| 指示 |
**A.** バーンアウトについての文章のうち、「現在スクールカウンセラー制度」から「ことは重要な問題と言えます。」までを一字も変えずに書き写してください。
**B.** バーンアウトについての文章を読み、次の問いに答えよ。答えには問いと同じ記号を付けること。
(i) 2004年現在、臨床心理士は何名を数えるとされているか。
(ii) 臨床心理学的な判断などにおいて、活用できなくなってしまうとされているものは何か。
(iii) 最後の段落で、セラピスト・カウンセラーが留意することは重要な問題と言えるとされているのは何か。
**C.** バーンアウトについての文章を、最後の一文に続けて書き進めよ。

| 抽出テキスト |
>>

バーンアウトとは

研究の背景

現在スクールカウンセラー制度などの充実に伴い、臨床心理士・セラピスト・カウンセラーの数が年々増加してきています。臨床心理士は2004年現在、11,533名を数え、これから臨床心理士の資格をとる若い人も増えており、ますますこの傾向は増えると思われます。しかし、カウンセラーが職業的アイデンティティーを確立するにしたがって、クライエントのメンタルヘルス(精神的健康)に関する心理学的問題だけではなく、臨床心理士・セラピスト・カウンセラー自身の職業的メンタルヘルスの問題がクローズアップしてくると予想されます。例えば、あらゆる援助職でそうであるように、セラピスト・カウンセラーのバーンアウトは増加することが予想されます。


セラピスト・カウンセラーのバーンアウトは、セラピストに機能不全、例えば慢性疲労、うつ病、アルコールや薬物依存、感情鈍麻を増やしたり、ハラスメントなどの倫理的な問題などのリスクを高めると言われています。また、臨床心理学的な判断などにおいて、直感や経験を活用できなくなってしまい、業務に支障が出ることも予想されます。また、セラピーやカウンセリングの過程において、セラピスト・カウンセラーはクライエントさんのこころの苦悩に寄り添い、共感し、共有しますが、それによって、セラピスト・カウンセラーのほうに傷つきがおこったり、感情鈍麻がおこったりすることもあります。


これらの事態を防止することは、セラピスト・カウンセラーの利益を超えて、クライエントさんの利益を守ることであり、職業倫理とも関連することであると考えます。このようにセラピスト・カウンセラーが自身のセルフケアに留意することは重要な問題と言えます。

<<

| 資料 |
>>

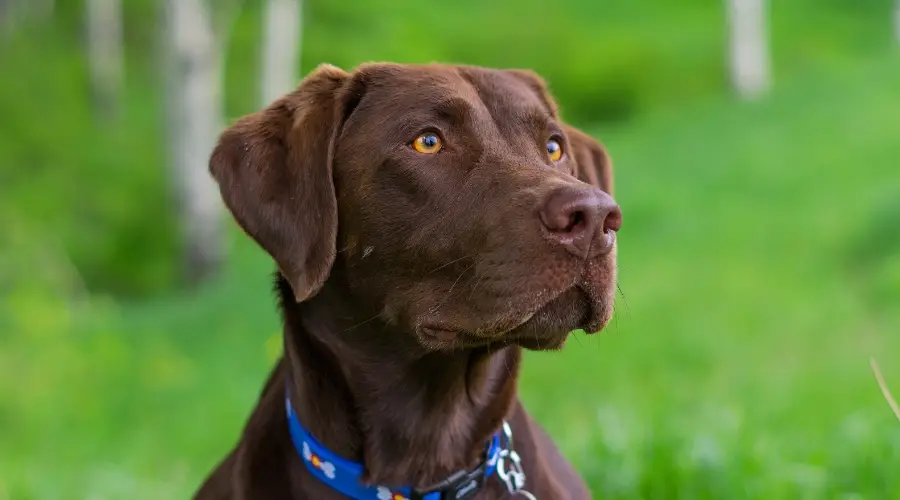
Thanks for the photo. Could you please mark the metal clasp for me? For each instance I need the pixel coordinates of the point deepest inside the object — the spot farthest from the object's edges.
(509, 466)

<<

| 解答 |
**A.**
現在スクールカウンセラー制度などの充実に伴い、臨床心理士・セラピスト・カウンセラーの数が年々増加してきています。臨床心理士は2004年現在、11,533名を数え、これから臨床心理士の資格をとる若い人も増えており、ますますこの傾向は増えると思われます。しかし、カウンセラーが職業的アイデンティティーを確立するにしたがって、クライエントのメンタルヘルス(精神的健康)に関する心理学的問題だけではなく、臨床心理士・セラピスト・カウンセラー自身の職業的メンタルヘルスの問題がクローズアップしてくると予想されます。例えば、あらゆる援助職でそうであるように、セラピスト・カウンセラーのバーンアウトは増加することが予想されます。


セラピスト・カウンセラーのバーンアウトは、セラピストに機能不全、例えば慢性疲労、うつ病、アルコールや薬物依存、感情鈍麻を増やしたり、ハラスメントなどの倫理的な問題などのリスクを高めると言われています。また、臨床心理学的な判断などにおいて、直感や経験を活用できなくなってしまい、業務に支障が出ることも予想されます。また、セラピーやカウンセリングの過程において、セラピスト・カウンセラーはクライエントさんのこころの苦悩に寄り添い、共感し、共有しますが、それによって、セラピスト・カウンセラーのほうに傷つきがおこったり、感情鈍麻がおこったりすることもあります。


これらの事態を防止することは、セラピスト・カウンセラーの利益を超えて、クライエントさんの利益を守ることであり、職業倫理とも関連することであると考えます。このようにセラピスト・カウンセラーが自身のセルフケアに留意することは重要な問題と言えます。

**B.**
(i) 11,533名
(ii) 直感や経験
(iii) 自身のセルフケア

**C.**
セラピスト・カウンセラーのバーンアウトとは

Raquepawら(1989)によれば、


「バーンアウトは、直接対人接触のある仕事についている人にしばしば生じる情緒的疲労困憊とcynicism(冷笑・嘲笑)の症候群である。(Maslach,1978; Maslach &Jackson,1981,1982,1984;Pines & Maslach,1978)


それは、長期にわたり、対人関係に集中して関わることに関連するコンスタントな繰り返される情緒的なプレッシャーの結果である。(Pines Aronson, & Kafry,1981,p.15)


バーンアウトの犠牲になると、理想やエネルギー、目標を失う(Edelwish & Brodsky、1980)が、バーンアウトは多くの専門職にとって起こりうるものであり(Beemsterboer & Baum,1984)、対人援助の専門家に特にリスクが高いと思われる(Maslach&Jackson,1981)。


このような状況では、バーンアウトは、クライエントに対する関心やポジティブな感情を失わさせ、クライエントが受けるサービスの質が低下してしまう(Edelwish & Brodsky,1980;Maslach,1978)。


バーンアウトを経験した人は、意欲を失い、仕事の成果も出せず、長期欠勤や転職に至る可能性がある。(Maslach,1978;Pines & Kafry,1978;Taylor-Brown,Johnson,Hunter, & Rockowitz,1981)」

(筆者による仮訳)


以上まとめると、バーンアウトは

  • 恒常的、繰り返しプレッシャーに暴露された結果
  • 疲労困憊
  • 誰にでも起こりうる
  • 結果的にカウンセリングの質が低下(クライエントさんが受けるサービスの質が低下)してしまう
ものです。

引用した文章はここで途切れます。